[START OF Supplied entries]
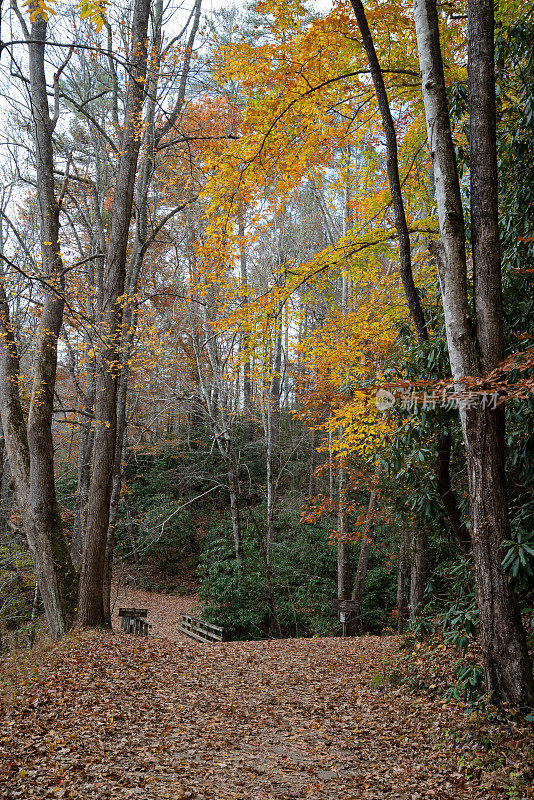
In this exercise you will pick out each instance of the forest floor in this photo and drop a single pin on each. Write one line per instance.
(114, 716)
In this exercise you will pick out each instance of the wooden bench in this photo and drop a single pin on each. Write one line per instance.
(133, 620)
(200, 630)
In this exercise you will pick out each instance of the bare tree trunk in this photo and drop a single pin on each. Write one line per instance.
(273, 436)
(29, 446)
(410, 291)
(91, 607)
(85, 454)
(401, 579)
(343, 545)
(234, 513)
(476, 346)
(365, 547)
(247, 385)
(418, 571)
(448, 495)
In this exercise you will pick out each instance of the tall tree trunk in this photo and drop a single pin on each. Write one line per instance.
(401, 579)
(234, 513)
(91, 606)
(448, 495)
(365, 547)
(343, 545)
(29, 446)
(401, 226)
(476, 346)
(418, 571)
(247, 384)
(85, 457)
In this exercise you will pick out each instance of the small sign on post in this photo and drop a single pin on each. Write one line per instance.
(347, 611)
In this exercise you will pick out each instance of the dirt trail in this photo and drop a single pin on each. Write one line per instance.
(117, 716)
(163, 610)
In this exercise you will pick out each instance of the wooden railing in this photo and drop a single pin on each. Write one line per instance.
[END OF Supplied entries]
_To be done_: Reproduce the listing word for word, from the line containing "of the small" down through the end of the listing, both ends included.

_Task solution_:
In this exercise you will pick out each instance of the small sign on post in this photo and drop a single pin on each. Write one line per instance.
(347, 611)
In this exercise you will pick out each instance of the dirt trail in this photo and drop a single pin on each. Write one line per instance.
(117, 716)
(163, 610)
In this exercise you will pick out each instance of the wooden railing in this photo and drop a single pin on each. Write one line per instance.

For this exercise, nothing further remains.